## Entries from a dataset
☆ ☆ ☆ ☆ ☆

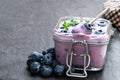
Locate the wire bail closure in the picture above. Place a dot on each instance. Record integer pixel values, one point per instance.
(71, 54)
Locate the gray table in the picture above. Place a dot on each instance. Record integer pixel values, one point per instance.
(27, 25)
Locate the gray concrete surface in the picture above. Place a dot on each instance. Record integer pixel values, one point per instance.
(27, 25)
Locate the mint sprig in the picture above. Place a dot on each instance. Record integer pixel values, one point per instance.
(71, 23)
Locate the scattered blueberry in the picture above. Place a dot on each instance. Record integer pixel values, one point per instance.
(35, 67)
(50, 51)
(48, 59)
(61, 27)
(55, 63)
(29, 61)
(88, 26)
(36, 56)
(44, 52)
(102, 23)
(46, 71)
(59, 70)
(72, 69)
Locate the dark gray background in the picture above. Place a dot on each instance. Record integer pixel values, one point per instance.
(27, 25)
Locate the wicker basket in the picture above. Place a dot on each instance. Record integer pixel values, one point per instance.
(114, 12)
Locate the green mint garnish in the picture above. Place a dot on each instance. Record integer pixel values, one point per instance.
(71, 23)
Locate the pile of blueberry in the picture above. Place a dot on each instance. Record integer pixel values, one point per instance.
(45, 64)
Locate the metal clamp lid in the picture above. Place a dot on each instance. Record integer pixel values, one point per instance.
(86, 56)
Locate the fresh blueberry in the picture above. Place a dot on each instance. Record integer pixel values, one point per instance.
(48, 59)
(36, 56)
(55, 63)
(35, 67)
(88, 26)
(59, 70)
(102, 23)
(44, 52)
(72, 68)
(51, 51)
(29, 61)
(64, 31)
(61, 27)
(46, 71)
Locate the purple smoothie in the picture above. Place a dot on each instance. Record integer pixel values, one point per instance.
(96, 35)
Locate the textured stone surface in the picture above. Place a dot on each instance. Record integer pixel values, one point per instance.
(27, 25)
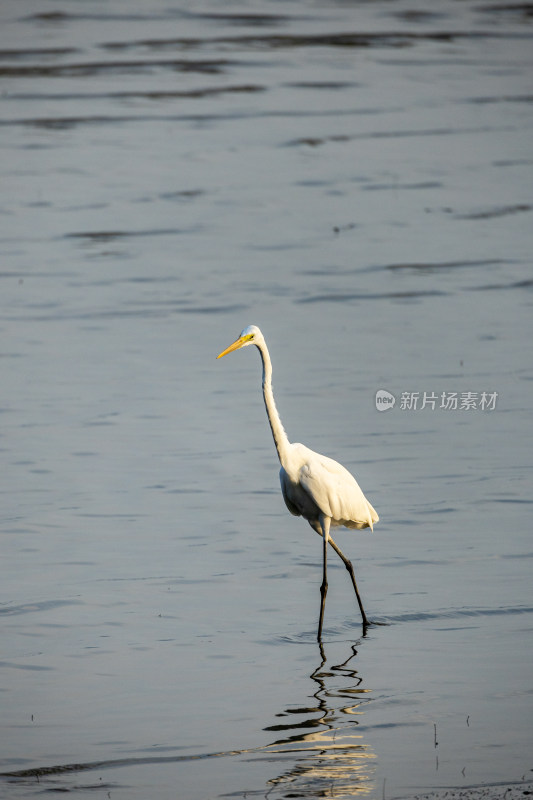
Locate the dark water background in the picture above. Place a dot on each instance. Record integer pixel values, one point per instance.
(355, 178)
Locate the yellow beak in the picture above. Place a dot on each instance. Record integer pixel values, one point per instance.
(235, 346)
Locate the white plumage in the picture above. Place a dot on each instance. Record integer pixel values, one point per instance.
(314, 486)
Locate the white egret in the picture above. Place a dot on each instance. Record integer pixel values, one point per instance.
(313, 486)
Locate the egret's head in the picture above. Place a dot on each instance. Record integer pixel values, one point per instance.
(250, 335)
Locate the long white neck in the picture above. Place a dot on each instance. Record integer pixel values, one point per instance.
(278, 432)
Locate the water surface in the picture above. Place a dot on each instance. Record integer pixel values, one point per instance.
(355, 179)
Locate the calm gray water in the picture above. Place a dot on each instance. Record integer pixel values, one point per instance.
(356, 179)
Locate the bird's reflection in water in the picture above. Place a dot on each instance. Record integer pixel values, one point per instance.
(327, 754)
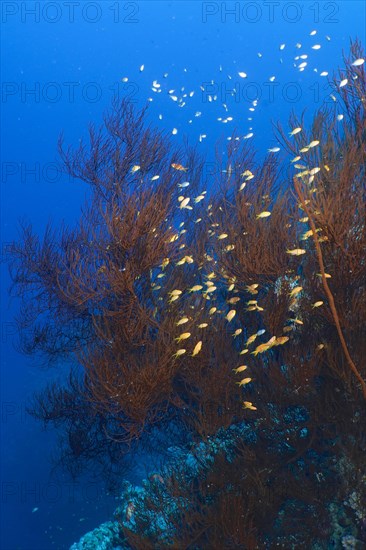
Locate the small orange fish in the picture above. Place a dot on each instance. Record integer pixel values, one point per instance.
(177, 166)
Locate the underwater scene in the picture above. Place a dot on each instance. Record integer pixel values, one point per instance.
(183, 275)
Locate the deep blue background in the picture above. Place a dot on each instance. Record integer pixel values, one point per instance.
(55, 50)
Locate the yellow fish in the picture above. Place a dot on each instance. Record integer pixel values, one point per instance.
(244, 381)
(264, 214)
(183, 336)
(182, 321)
(240, 369)
(197, 348)
(251, 339)
(252, 288)
(230, 316)
(261, 349)
(295, 291)
(281, 340)
(196, 288)
(296, 251)
(249, 405)
(175, 292)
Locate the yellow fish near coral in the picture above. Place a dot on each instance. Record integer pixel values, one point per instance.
(264, 214)
(240, 369)
(249, 405)
(197, 348)
(230, 316)
(244, 381)
(296, 251)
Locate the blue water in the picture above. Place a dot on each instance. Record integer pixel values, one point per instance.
(61, 65)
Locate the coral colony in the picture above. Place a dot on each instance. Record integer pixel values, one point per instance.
(221, 323)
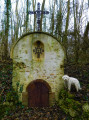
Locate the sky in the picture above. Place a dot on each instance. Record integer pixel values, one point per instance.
(21, 6)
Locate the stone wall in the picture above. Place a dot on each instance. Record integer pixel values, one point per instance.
(27, 67)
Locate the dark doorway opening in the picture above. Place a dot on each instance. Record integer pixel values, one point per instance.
(38, 94)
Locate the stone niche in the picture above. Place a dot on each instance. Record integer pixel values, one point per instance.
(38, 60)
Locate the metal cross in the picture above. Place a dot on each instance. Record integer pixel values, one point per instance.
(38, 13)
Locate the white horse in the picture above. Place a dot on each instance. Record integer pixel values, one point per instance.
(68, 81)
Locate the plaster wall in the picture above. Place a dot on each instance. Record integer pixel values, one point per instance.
(27, 68)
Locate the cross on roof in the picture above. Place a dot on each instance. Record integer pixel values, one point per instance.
(38, 13)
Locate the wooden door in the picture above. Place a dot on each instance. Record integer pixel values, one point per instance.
(38, 95)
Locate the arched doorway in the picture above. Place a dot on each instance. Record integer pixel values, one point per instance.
(38, 94)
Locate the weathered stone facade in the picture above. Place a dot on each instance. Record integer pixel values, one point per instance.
(31, 63)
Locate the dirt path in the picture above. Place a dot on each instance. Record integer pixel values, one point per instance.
(49, 113)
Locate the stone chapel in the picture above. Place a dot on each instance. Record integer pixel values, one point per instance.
(38, 67)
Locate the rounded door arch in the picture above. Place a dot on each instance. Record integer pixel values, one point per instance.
(38, 94)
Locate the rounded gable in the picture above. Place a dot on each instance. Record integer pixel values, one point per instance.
(32, 33)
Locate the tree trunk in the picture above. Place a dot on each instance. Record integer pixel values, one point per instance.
(66, 29)
(42, 15)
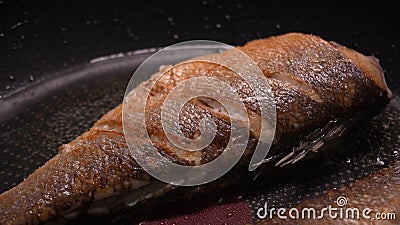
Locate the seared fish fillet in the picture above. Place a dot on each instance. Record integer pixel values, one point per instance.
(320, 88)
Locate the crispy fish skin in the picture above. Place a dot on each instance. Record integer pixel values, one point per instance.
(313, 81)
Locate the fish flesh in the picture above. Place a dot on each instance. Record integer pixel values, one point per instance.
(320, 88)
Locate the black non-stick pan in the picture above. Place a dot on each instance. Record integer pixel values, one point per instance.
(65, 64)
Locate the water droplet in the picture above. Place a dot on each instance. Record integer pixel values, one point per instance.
(379, 161)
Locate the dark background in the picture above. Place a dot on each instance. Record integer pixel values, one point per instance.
(41, 37)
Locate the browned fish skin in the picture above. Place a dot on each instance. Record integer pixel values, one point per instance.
(313, 81)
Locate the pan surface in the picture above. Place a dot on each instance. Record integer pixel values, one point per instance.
(63, 66)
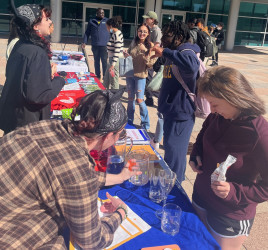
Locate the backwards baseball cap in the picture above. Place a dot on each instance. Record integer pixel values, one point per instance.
(150, 14)
(28, 12)
(114, 115)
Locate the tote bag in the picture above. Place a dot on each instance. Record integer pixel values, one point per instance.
(156, 82)
(126, 67)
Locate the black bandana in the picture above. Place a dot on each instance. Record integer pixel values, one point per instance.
(115, 114)
(28, 12)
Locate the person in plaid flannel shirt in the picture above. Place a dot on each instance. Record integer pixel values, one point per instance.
(48, 181)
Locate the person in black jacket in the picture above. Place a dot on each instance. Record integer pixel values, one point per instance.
(96, 28)
(30, 83)
(219, 37)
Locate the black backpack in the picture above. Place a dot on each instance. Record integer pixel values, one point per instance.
(205, 43)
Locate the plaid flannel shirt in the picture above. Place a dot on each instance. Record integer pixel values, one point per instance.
(47, 179)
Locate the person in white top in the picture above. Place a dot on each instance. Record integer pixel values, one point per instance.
(115, 50)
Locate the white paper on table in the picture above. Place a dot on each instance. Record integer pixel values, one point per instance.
(72, 86)
(137, 136)
(130, 228)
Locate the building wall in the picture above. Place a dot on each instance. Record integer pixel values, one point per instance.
(252, 26)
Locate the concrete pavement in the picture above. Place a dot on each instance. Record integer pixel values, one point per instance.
(253, 63)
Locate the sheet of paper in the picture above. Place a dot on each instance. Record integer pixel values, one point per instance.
(130, 228)
(137, 136)
(72, 86)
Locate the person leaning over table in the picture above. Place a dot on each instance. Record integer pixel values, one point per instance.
(236, 127)
(30, 83)
(48, 179)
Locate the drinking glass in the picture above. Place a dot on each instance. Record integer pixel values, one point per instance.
(167, 183)
(156, 190)
(117, 155)
(141, 158)
(170, 221)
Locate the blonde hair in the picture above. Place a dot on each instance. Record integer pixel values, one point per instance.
(229, 84)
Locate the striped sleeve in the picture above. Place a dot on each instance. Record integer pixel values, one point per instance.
(115, 46)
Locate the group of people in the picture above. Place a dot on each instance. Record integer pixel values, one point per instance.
(214, 35)
(47, 176)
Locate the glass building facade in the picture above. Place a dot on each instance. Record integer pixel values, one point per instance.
(252, 25)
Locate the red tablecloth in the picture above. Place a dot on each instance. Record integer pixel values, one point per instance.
(71, 98)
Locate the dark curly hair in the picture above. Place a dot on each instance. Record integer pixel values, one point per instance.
(115, 22)
(147, 42)
(179, 30)
(28, 34)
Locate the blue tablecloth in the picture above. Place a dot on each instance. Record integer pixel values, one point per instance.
(193, 234)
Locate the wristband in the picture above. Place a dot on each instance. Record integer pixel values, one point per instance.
(124, 208)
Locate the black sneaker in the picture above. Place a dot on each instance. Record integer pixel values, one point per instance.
(149, 102)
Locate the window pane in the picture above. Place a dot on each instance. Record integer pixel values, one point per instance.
(127, 14)
(260, 10)
(251, 24)
(217, 18)
(194, 15)
(219, 6)
(4, 6)
(4, 23)
(245, 38)
(117, 2)
(266, 40)
(72, 10)
(199, 5)
(176, 4)
(246, 9)
(91, 13)
(71, 28)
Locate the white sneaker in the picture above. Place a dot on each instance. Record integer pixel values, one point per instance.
(154, 144)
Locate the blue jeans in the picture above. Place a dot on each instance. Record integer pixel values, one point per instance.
(100, 53)
(159, 128)
(176, 139)
(136, 86)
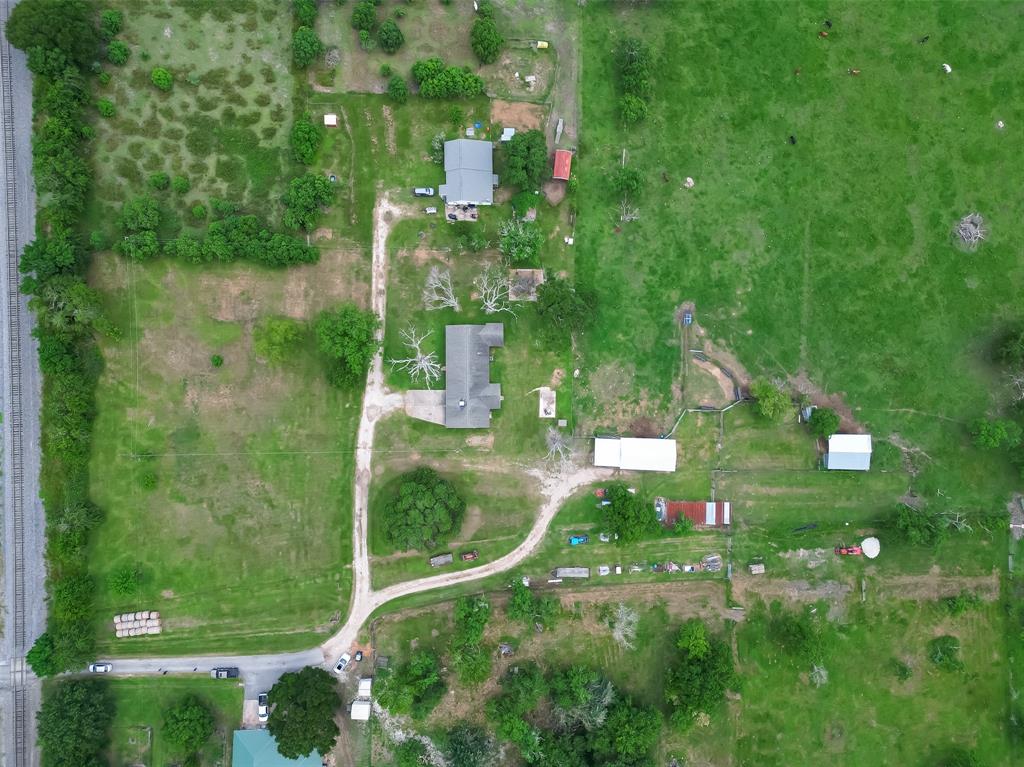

☆ ☆ ☆ ☆ ☆

## PROMPT
List every line of the material that contains the word "hair".

## SOLVED PROBLEM
Locate the blonde hair in the picture above. Place a dot on each instance. Record integer pixel values, one point per instance.
Locate the dark curly hair in the picture above. Place a dot on each instance. Record integer pixel values, one point per instance.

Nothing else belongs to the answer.